━━━ Raw data

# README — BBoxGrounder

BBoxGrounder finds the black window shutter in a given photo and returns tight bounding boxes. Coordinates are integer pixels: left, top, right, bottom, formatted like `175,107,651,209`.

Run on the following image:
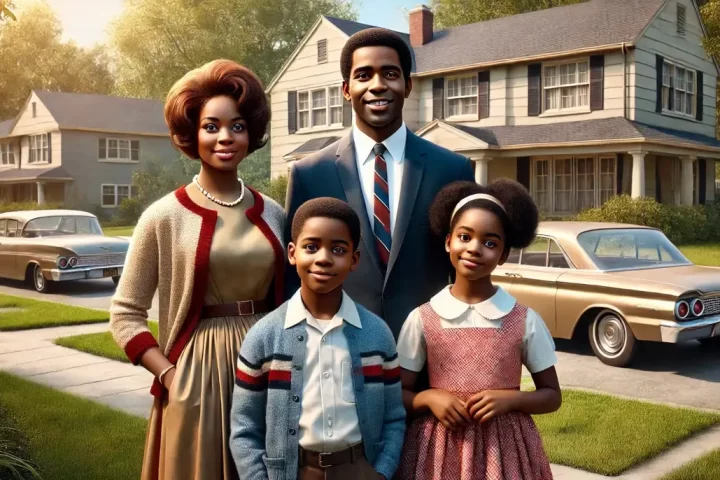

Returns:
655,55,672,113
590,55,605,111
695,71,704,121
288,91,297,135
698,158,707,205
516,157,530,190
433,77,445,120
528,63,542,117
478,70,490,119
343,98,352,127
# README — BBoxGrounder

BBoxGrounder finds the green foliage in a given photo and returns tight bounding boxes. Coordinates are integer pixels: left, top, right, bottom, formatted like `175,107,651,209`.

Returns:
111,0,356,99
431,0,584,28
575,195,720,244
0,3,114,119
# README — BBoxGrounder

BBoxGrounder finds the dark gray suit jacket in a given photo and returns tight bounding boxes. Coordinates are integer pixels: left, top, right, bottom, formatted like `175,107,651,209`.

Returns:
285,127,474,339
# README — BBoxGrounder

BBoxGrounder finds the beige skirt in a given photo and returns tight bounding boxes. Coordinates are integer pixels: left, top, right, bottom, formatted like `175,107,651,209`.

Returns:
142,315,262,480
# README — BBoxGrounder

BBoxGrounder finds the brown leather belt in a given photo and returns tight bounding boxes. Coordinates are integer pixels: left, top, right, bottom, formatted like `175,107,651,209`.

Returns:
299,443,365,468
200,300,270,318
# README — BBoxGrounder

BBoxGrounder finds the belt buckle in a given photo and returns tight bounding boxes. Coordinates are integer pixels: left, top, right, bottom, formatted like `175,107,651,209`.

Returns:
237,300,255,315
318,453,332,468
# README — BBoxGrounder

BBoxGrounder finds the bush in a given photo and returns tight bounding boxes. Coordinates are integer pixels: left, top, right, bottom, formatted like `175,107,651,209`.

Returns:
574,195,720,244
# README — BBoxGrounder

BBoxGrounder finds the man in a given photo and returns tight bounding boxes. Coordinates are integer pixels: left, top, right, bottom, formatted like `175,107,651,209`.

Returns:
286,28,474,338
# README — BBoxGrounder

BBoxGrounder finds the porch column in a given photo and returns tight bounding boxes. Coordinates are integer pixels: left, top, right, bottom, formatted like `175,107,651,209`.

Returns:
473,158,490,185
629,151,645,198
37,182,45,205
680,156,697,205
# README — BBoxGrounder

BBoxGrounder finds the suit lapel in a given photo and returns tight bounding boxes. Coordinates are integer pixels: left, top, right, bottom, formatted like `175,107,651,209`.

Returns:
385,130,425,283
335,133,382,273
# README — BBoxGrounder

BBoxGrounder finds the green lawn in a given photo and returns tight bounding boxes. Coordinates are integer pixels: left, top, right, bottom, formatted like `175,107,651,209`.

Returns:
55,321,158,362
0,372,147,480
103,226,135,237
662,450,720,480
0,294,110,331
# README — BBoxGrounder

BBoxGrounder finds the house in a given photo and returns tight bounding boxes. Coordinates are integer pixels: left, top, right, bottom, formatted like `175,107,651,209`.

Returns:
0,91,178,214
267,0,720,215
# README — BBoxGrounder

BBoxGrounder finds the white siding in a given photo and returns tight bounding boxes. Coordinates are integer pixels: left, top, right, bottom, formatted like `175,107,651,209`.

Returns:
631,0,717,137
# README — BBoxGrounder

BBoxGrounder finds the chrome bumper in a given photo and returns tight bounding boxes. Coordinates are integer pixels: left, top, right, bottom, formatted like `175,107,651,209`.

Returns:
47,265,123,282
660,315,720,343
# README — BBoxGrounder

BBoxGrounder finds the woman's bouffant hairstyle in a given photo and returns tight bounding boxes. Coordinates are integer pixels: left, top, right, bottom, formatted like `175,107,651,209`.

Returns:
429,178,540,250
165,60,270,159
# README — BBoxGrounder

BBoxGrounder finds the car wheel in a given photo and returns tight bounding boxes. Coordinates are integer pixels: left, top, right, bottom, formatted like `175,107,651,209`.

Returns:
32,264,52,293
589,310,637,367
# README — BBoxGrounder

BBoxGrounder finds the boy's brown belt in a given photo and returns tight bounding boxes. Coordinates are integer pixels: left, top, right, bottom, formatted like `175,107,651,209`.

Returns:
200,300,270,318
299,443,365,468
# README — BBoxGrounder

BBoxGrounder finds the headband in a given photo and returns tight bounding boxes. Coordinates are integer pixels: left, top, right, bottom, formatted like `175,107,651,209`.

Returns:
450,193,507,221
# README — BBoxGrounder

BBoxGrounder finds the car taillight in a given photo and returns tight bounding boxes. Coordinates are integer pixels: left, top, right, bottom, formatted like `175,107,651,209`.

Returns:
675,300,690,320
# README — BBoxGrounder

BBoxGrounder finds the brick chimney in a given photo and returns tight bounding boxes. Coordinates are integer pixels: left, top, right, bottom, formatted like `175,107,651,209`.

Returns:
410,5,433,47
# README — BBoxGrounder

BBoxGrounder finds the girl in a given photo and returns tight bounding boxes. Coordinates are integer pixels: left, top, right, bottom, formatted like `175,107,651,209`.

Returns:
398,179,562,480
110,60,285,480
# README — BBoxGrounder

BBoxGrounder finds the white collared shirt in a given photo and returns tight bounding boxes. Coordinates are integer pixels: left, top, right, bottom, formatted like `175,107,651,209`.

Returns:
285,290,362,452
353,122,407,232
397,286,557,373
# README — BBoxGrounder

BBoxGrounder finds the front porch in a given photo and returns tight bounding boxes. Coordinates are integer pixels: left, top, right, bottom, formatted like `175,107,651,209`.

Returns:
418,118,720,216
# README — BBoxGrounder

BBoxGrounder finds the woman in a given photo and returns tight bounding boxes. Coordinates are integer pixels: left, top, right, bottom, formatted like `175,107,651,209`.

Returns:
110,60,285,480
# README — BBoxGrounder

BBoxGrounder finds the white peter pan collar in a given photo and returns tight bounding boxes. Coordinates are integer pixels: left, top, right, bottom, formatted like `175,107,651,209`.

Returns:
430,285,516,320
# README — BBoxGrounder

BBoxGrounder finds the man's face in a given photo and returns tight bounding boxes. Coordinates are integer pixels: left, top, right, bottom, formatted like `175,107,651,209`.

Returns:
343,47,412,140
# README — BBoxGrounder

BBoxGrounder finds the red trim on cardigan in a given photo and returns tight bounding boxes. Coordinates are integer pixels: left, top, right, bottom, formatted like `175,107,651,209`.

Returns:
125,332,159,365
245,185,285,307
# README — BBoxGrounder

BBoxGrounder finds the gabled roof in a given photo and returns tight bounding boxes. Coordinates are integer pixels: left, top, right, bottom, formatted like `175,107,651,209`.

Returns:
28,90,169,136
415,0,666,74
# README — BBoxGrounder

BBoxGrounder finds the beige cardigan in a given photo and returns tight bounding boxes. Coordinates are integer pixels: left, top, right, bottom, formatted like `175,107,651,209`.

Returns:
110,187,285,396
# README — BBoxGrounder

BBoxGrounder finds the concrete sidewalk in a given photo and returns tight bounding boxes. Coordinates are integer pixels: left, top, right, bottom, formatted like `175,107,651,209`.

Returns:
0,323,720,480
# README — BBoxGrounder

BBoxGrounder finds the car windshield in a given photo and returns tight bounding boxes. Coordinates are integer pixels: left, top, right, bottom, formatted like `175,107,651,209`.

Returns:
578,228,690,270
22,215,103,238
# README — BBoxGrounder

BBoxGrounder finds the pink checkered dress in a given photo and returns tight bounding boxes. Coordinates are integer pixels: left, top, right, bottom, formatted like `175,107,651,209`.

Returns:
398,304,552,480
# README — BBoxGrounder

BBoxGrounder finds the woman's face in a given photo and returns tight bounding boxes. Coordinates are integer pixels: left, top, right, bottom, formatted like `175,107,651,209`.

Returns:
445,208,507,281
198,96,250,171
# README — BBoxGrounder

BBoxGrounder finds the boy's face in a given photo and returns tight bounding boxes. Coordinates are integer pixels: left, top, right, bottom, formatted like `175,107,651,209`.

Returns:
288,217,360,294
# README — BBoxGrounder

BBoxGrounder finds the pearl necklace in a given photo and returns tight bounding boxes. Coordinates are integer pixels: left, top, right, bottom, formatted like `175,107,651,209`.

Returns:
193,175,245,207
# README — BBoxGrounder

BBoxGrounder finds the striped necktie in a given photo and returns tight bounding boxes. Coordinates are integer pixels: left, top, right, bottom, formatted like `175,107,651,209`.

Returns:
373,143,392,268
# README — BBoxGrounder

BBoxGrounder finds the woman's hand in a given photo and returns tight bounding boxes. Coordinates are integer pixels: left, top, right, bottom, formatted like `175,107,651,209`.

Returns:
418,389,472,432
467,390,522,423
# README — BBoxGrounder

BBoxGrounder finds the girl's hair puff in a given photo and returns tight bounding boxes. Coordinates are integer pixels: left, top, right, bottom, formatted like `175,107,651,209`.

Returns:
429,178,540,249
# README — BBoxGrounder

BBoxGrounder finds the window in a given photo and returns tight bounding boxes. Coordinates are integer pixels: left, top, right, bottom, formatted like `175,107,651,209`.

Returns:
98,138,140,162
102,184,137,208
531,156,617,214
543,60,590,111
0,143,15,165
447,75,477,117
662,60,695,118
28,133,48,163
297,86,343,129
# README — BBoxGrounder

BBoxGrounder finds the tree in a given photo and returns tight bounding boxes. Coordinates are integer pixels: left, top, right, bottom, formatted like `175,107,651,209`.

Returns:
432,0,584,28
111,0,355,99
0,3,113,120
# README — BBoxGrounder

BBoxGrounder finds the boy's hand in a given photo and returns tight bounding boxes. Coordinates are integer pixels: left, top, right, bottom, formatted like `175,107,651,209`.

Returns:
467,390,521,423
420,389,472,432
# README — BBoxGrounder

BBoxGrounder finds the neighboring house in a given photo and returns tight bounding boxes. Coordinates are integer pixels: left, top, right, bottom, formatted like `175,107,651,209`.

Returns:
0,91,178,213
268,0,720,215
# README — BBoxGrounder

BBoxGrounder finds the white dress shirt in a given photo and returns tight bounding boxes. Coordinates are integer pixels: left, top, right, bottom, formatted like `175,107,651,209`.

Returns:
397,286,557,373
285,290,362,452
353,122,407,232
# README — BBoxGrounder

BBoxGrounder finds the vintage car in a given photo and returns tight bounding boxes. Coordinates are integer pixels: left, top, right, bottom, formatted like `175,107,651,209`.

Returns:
0,210,129,293
493,222,720,367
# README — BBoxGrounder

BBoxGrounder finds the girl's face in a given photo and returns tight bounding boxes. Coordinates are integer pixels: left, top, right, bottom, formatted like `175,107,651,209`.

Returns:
198,95,250,171
445,208,507,281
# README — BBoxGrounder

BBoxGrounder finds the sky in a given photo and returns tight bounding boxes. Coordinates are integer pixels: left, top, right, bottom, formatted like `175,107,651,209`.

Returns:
15,0,416,47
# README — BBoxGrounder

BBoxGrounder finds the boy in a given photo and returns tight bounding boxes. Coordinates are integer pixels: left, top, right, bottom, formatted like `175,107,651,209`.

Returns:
230,197,405,480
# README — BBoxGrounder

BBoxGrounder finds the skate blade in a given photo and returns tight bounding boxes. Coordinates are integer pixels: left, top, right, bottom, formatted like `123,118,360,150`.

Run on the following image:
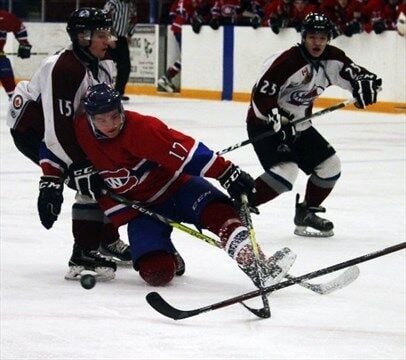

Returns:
157,83,175,93
65,266,116,281
96,252,133,267
294,226,334,237
265,252,297,286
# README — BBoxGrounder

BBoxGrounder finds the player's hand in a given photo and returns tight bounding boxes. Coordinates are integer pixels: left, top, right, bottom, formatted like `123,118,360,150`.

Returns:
17,44,32,59
352,73,382,109
218,164,255,205
37,176,63,229
69,161,104,200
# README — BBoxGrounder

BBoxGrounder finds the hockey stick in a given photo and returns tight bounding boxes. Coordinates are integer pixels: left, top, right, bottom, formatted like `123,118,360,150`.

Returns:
216,99,356,155
240,194,271,318
107,190,359,295
146,242,406,320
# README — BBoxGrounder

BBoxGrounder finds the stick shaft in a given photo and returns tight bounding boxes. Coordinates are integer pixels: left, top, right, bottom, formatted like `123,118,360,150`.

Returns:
216,99,355,155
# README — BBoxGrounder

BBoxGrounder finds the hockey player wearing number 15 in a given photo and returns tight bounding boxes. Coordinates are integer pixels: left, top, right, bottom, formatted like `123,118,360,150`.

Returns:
75,84,296,286
247,13,382,237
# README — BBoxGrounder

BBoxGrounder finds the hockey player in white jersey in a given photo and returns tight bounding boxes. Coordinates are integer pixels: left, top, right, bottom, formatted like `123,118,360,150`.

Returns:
247,13,382,237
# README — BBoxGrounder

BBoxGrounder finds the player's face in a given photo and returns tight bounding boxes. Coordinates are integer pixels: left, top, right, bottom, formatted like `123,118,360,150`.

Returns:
304,33,328,58
89,30,114,59
92,109,123,138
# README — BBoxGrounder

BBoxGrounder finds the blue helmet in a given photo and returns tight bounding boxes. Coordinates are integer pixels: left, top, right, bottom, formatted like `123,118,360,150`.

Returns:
84,83,123,116
84,83,125,139
301,13,333,40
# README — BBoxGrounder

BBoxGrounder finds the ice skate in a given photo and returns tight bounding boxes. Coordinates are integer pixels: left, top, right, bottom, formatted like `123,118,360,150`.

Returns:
65,244,117,281
294,194,334,237
240,247,296,288
99,239,133,265
158,75,176,93
173,251,186,276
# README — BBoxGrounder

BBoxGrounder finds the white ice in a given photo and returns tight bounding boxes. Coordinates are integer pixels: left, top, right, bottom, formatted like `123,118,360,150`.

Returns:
0,89,406,360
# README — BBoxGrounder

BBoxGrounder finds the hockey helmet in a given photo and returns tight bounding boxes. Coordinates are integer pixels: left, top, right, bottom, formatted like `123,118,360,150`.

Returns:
66,7,114,42
84,83,125,139
84,83,123,116
301,13,333,40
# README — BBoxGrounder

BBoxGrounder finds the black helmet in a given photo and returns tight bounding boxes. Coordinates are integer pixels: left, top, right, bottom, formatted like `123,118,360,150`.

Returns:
301,13,333,40
84,83,123,116
66,7,113,41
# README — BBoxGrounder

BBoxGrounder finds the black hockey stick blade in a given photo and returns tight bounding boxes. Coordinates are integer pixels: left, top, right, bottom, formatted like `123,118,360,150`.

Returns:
146,242,406,320
146,292,203,320
240,294,271,319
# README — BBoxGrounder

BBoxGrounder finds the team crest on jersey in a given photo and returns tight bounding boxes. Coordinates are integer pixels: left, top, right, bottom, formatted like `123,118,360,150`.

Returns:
13,95,23,110
289,86,324,106
100,169,139,194
302,67,312,84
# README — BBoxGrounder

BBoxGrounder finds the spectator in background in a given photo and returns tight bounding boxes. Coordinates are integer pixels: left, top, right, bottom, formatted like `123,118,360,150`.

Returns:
362,0,400,34
320,0,363,37
104,0,137,101
263,0,293,34
287,0,317,32
209,0,264,30
0,10,31,98
158,0,214,93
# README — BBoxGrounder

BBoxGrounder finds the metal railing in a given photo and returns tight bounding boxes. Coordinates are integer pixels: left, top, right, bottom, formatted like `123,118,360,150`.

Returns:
0,0,167,24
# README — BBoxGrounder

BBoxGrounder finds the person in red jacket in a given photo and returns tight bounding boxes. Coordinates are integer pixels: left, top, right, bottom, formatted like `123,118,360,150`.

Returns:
362,0,400,34
75,84,296,286
320,0,362,37
158,0,214,93
0,10,31,98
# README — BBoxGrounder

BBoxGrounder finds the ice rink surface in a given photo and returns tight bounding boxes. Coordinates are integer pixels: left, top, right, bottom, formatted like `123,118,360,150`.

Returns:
0,89,406,360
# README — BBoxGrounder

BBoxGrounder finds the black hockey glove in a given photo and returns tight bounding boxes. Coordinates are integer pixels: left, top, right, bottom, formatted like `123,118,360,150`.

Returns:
266,107,293,133
209,18,220,30
17,44,32,59
217,164,255,205
352,73,382,109
192,15,204,34
250,15,261,29
69,161,105,200
37,176,63,229
269,18,283,34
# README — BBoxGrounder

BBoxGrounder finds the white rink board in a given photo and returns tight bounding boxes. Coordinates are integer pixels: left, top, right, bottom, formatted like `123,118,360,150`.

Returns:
0,91,406,360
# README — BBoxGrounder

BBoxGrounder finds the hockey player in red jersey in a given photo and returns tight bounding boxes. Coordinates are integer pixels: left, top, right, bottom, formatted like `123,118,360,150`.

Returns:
7,8,141,279
247,13,382,236
0,10,31,97
75,84,296,285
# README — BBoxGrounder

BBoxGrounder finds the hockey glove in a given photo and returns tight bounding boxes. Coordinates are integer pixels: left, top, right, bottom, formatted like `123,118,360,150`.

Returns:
192,15,204,34
218,164,255,205
266,107,293,133
37,176,63,229
17,44,32,59
69,161,105,200
352,73,382,109
209,18,220,30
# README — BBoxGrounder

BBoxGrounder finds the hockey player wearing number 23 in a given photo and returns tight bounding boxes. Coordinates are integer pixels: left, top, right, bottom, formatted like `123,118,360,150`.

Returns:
247,13,382,237
75,84,296,286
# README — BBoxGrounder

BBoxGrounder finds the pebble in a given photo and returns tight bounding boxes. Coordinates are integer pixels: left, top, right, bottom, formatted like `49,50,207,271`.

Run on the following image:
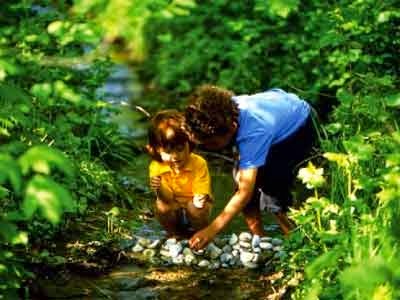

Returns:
131,232,287,269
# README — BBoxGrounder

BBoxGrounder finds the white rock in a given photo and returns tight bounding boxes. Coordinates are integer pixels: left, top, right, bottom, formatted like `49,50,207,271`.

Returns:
271,238,283,246
219,253,233,264
259,242,274,250
240,251,254,263
232,249,240,257
147,240,161,249
239,232,252,242
260,236,272,242
243,261,258,269
193,249,205,255
183,254,197,266
138,237,151,247
232,243,240,250
172,254,184,265
143,249,156,258
229,233,239,246
208,261,221,270
251,253,260,263
274,251,286,258
160,250,171,257
132,244,144,253
239,241,251,249
169,244,182,257
222,245,233,253
207,243,222,259
251,234,261,248
198,259,210,267
182,247,193,255
165,238,177,246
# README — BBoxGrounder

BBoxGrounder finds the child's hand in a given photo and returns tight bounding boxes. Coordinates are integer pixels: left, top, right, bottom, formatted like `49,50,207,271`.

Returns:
193,195,208,208
150,176,161,194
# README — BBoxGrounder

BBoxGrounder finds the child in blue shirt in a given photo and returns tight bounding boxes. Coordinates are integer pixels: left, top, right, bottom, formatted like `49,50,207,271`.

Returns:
185,85,314,249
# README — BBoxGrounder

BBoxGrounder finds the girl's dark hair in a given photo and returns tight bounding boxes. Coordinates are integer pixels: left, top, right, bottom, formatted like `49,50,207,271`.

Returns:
146,109,193,161
185,84,239,141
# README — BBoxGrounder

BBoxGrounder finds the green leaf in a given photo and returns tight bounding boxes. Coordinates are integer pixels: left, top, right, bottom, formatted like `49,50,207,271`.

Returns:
0,221,18,243
343,135,375,161
0,154,22,194
19,146,74,177
268,0,299,18
385,93,400,107
22,175,74,224
306,248,341,278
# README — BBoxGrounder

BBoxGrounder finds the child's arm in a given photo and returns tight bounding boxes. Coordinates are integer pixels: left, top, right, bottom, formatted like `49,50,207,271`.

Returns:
193,194,211,208
150,176,174,202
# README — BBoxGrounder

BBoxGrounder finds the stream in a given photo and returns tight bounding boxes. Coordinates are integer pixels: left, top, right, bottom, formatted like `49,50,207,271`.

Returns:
32,64,288,300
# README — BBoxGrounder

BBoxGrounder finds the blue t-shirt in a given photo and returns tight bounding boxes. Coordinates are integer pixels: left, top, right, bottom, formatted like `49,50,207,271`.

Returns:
232,89,310,169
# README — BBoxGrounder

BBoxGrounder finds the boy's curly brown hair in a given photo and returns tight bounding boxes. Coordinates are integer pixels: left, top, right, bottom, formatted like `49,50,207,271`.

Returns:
146,109,194,162
185,84,239,141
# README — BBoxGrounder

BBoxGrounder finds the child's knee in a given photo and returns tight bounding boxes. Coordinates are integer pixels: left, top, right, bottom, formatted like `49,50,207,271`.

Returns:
187,202,212,220
155,198,178,215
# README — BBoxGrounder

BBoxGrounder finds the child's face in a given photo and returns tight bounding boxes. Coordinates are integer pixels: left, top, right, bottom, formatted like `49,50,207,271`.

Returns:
157,142,190,170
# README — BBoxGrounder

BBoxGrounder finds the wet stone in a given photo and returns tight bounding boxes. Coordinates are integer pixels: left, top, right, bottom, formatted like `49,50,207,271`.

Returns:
131,232,286,269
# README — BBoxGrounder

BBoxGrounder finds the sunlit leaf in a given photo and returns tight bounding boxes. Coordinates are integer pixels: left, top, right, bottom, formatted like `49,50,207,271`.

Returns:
323,152,350,168
306,249,341,278
385,93,400,107
268,0,299,18
297,162,325,189
11,232,28,245
0,154,22,193
22,175,74,224
19,146,74,177
343,135,375,160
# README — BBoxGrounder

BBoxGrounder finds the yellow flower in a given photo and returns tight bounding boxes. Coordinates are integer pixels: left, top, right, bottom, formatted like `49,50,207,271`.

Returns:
297,162,325,189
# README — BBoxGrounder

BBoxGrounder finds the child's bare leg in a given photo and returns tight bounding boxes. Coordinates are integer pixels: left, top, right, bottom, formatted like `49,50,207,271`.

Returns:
186,201,212,231
155,199,180,236
243,205,265,236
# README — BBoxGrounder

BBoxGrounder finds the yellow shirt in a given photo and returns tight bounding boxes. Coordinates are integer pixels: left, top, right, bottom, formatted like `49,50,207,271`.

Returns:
149,153,211,204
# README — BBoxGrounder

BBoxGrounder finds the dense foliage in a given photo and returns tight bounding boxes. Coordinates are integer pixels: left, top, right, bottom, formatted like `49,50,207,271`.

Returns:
0,0,400,299
124,0,400,299
0,1,133,299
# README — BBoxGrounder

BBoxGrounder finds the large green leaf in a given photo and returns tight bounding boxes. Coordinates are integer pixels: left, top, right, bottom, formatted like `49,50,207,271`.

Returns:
385,93,400,107
19,145,74,177
22,175,74,224
0,154,21,193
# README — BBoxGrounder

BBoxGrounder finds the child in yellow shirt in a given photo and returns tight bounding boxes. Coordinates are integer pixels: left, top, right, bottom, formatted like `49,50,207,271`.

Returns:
147,110,212,237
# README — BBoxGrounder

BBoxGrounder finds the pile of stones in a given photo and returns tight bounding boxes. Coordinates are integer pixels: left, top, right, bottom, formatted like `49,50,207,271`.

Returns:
131,232,286,269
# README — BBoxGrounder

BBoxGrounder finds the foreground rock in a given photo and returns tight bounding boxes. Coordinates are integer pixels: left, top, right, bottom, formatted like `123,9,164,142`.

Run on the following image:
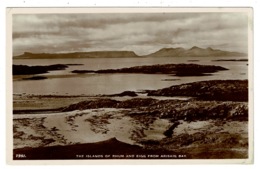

━━━━━━

▶ Task requirements: Identify every line in the records above that contains the word "jacket", and copy each one. Case counts.

▶ Answer for the task:
BBoxGrounder finds the dark gray suit jacket in a given photo and returns tight bounding boxes. Coordinates are integer pixels: left, top, right, bottom, formatted like `175,107,651,209`.
BBoxGrounder finds the person in red jacket in a given photo and returns tight bounding boxes. Coordinates are integer pixels: left, top, right, bottom, formatted like `123,118,360,150`.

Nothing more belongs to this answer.